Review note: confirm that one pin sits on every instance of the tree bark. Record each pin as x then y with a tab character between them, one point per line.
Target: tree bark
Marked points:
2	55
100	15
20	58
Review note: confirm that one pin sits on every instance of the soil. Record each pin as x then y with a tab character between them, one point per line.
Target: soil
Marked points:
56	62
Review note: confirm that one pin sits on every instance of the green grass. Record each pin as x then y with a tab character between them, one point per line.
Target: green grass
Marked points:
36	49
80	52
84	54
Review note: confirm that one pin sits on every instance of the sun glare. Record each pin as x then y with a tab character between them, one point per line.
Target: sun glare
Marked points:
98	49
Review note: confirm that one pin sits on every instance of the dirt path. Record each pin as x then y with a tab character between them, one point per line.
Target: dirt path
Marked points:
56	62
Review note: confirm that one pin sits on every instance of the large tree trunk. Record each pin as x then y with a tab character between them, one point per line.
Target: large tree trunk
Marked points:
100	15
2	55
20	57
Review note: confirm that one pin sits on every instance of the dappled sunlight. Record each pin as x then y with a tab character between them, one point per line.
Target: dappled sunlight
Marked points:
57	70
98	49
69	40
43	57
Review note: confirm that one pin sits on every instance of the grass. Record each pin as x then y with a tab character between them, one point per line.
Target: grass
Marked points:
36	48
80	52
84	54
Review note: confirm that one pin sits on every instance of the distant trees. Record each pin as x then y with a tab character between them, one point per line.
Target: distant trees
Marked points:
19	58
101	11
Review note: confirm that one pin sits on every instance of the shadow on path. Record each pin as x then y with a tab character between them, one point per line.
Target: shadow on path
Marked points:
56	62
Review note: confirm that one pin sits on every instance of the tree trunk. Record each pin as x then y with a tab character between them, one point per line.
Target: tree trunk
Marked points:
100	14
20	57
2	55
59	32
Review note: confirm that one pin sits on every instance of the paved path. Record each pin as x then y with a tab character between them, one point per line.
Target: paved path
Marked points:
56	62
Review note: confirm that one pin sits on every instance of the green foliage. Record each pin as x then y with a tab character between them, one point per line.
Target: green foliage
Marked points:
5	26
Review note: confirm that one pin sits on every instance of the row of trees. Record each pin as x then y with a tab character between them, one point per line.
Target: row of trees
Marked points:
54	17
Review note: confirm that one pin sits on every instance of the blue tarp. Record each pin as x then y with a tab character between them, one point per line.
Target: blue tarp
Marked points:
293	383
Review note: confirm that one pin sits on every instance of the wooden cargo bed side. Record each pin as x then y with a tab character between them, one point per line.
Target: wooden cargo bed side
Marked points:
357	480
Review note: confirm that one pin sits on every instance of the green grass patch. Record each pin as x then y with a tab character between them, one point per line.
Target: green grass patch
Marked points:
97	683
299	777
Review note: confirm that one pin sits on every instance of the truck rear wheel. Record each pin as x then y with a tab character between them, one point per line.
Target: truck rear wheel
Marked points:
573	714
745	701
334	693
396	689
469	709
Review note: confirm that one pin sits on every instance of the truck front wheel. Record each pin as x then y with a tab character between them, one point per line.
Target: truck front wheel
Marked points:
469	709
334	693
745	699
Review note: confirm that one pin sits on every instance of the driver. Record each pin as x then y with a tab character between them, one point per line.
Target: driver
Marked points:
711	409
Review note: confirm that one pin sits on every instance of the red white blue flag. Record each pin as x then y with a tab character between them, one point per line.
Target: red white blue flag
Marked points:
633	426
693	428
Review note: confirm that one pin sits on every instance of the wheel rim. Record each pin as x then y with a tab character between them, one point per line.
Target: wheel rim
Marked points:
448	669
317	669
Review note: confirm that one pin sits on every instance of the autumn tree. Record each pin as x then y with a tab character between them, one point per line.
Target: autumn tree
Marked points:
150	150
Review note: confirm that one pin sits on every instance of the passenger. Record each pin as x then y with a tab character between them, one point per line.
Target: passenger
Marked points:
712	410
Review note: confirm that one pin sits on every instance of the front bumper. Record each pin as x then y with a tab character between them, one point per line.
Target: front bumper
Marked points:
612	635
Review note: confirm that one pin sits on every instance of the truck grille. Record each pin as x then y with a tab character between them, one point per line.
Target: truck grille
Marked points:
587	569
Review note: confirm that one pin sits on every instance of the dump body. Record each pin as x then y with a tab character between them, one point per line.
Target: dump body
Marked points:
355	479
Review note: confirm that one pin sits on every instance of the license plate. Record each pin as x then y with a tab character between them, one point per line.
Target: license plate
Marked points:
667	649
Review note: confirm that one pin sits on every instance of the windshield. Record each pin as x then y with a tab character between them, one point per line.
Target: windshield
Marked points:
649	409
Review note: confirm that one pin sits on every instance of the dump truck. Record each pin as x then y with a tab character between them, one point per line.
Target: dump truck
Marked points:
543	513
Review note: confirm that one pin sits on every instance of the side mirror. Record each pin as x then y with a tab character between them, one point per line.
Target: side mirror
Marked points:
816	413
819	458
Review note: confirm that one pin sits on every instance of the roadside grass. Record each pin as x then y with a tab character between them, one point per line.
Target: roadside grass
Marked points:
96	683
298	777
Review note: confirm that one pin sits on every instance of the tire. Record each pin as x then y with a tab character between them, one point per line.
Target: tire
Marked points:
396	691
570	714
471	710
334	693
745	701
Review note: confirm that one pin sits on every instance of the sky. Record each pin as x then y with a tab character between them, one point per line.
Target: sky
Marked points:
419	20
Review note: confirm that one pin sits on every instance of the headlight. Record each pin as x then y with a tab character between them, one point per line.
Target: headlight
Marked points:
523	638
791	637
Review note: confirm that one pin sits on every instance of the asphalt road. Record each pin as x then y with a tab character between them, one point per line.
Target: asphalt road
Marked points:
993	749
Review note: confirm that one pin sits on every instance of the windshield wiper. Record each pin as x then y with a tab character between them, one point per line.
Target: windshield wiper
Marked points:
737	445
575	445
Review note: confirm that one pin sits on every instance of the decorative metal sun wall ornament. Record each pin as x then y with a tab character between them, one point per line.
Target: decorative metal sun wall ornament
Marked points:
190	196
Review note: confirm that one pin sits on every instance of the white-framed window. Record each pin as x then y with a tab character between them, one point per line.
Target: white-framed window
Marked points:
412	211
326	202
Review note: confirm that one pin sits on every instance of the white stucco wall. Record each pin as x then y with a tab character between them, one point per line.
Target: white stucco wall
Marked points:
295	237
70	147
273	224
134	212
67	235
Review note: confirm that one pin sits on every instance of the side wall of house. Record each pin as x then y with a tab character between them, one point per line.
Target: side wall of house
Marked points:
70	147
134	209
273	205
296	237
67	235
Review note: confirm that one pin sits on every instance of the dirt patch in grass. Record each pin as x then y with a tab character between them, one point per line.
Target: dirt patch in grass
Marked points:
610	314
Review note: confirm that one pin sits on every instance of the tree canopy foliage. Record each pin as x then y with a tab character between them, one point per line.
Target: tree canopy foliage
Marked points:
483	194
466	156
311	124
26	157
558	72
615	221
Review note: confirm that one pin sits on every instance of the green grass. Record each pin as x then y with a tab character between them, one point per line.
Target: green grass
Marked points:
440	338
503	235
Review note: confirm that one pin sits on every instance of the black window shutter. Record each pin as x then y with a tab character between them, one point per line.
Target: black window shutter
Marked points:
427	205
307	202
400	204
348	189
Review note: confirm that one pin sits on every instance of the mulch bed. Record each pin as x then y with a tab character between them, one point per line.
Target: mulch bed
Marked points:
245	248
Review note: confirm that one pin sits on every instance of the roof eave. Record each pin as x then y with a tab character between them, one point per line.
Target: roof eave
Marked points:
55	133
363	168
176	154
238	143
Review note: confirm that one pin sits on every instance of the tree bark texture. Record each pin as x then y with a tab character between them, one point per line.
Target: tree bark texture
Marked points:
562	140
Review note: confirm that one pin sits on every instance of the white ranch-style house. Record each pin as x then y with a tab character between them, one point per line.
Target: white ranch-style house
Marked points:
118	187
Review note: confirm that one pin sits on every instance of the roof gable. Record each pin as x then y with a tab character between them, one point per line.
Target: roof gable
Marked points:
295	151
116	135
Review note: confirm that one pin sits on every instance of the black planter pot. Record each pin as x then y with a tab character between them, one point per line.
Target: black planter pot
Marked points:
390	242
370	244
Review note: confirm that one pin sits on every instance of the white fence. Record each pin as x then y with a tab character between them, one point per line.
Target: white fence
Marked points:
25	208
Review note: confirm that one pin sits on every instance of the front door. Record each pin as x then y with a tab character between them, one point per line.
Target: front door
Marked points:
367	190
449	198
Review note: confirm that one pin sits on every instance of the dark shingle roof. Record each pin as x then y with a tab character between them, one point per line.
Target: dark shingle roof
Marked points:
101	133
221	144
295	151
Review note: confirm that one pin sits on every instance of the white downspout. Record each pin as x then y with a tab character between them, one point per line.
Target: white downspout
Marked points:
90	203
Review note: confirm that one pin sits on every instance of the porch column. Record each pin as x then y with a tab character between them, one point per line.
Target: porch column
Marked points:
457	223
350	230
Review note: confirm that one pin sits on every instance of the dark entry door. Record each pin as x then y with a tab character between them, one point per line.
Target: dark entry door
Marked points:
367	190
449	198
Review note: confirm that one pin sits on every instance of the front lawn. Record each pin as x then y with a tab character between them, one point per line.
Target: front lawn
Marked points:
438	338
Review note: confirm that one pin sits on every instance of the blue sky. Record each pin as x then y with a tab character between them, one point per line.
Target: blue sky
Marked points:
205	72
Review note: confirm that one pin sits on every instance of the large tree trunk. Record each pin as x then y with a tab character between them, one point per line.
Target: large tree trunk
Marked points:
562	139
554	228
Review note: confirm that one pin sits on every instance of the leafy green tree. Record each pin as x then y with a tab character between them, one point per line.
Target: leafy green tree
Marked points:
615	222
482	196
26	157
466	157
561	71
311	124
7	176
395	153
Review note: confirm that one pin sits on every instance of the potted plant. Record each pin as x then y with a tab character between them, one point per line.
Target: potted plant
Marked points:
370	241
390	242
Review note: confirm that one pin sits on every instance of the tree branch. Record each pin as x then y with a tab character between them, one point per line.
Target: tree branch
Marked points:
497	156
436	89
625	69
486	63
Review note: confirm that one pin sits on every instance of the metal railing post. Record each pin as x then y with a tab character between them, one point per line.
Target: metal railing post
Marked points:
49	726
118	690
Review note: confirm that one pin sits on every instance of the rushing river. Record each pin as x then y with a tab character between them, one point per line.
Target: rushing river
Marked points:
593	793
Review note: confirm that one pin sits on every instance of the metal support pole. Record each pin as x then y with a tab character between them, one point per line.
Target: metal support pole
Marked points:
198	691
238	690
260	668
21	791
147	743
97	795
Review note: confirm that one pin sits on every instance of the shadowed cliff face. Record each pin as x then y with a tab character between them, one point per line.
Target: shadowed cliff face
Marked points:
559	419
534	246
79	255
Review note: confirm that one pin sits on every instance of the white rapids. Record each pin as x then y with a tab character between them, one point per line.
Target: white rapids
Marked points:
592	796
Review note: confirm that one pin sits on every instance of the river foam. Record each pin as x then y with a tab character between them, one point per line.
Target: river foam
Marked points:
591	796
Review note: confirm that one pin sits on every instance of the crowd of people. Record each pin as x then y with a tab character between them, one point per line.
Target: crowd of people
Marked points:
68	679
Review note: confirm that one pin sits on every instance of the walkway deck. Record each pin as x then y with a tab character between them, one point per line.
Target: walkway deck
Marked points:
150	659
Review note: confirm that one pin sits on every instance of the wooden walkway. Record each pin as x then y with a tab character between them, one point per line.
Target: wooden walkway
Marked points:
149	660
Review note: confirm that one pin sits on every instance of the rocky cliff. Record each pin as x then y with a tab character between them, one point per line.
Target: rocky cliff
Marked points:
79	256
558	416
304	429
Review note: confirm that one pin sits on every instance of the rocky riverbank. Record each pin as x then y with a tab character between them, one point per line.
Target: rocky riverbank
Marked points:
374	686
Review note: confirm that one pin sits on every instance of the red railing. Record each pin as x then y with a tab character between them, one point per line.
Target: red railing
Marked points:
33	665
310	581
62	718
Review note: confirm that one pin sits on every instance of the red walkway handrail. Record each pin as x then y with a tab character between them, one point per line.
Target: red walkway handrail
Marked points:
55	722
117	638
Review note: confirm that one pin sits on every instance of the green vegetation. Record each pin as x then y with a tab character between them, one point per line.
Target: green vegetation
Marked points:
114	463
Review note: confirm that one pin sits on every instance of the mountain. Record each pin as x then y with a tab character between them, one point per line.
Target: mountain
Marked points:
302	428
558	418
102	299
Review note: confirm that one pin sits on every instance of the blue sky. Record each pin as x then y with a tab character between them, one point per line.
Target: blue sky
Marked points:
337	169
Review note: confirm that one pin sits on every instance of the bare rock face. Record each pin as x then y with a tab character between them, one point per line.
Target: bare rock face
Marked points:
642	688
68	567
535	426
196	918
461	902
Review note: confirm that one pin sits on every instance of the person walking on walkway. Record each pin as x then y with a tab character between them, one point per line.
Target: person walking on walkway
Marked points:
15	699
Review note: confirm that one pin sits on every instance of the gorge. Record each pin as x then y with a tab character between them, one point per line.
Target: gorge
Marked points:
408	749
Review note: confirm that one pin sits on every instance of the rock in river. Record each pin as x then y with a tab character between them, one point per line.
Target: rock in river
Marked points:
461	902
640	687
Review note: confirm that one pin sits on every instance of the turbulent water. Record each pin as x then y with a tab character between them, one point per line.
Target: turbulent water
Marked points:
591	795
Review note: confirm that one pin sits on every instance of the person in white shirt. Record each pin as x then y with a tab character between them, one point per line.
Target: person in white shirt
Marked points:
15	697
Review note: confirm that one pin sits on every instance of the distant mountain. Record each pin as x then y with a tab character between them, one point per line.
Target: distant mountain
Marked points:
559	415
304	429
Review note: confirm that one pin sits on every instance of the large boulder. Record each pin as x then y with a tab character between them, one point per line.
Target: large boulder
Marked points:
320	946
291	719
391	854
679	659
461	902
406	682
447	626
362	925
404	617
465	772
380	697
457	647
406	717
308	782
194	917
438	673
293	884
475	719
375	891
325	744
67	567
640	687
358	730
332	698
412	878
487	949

════════════════

__Task details__
Beginning at the line containing "the person in", repeat each line exactly through the last line of the entries, and include no other lines.

__Output for this exercise__
Review note: confirm that one pin sits on every instance of the person in white shirt. Record each pin as x then y with a tab character between them, one point per line.
Target: person in white shirt
Marked points:
15	697
Review note: confirm that one pin sits on every instance of the distant mountain. Record each pin as x then y with a tab character between them, one point per line.
Target: distant mountain
Marked points:
559	415
304	429
Review note: confirm that one pin sits on every instance of the large boulder. Record each pin as x then y with a tab character between them, one point per line.
Target: large boulder
Marked points:
320	946
291	719
391	854
679	659
461	902
406	682
447	626
362	925
404	617
465	772
380	697
457	647
406	717
308	782
194	917
438	673
293	884
475	719
375	891
325	744
67	567
640	687
358	730
332	698
412	878
487	949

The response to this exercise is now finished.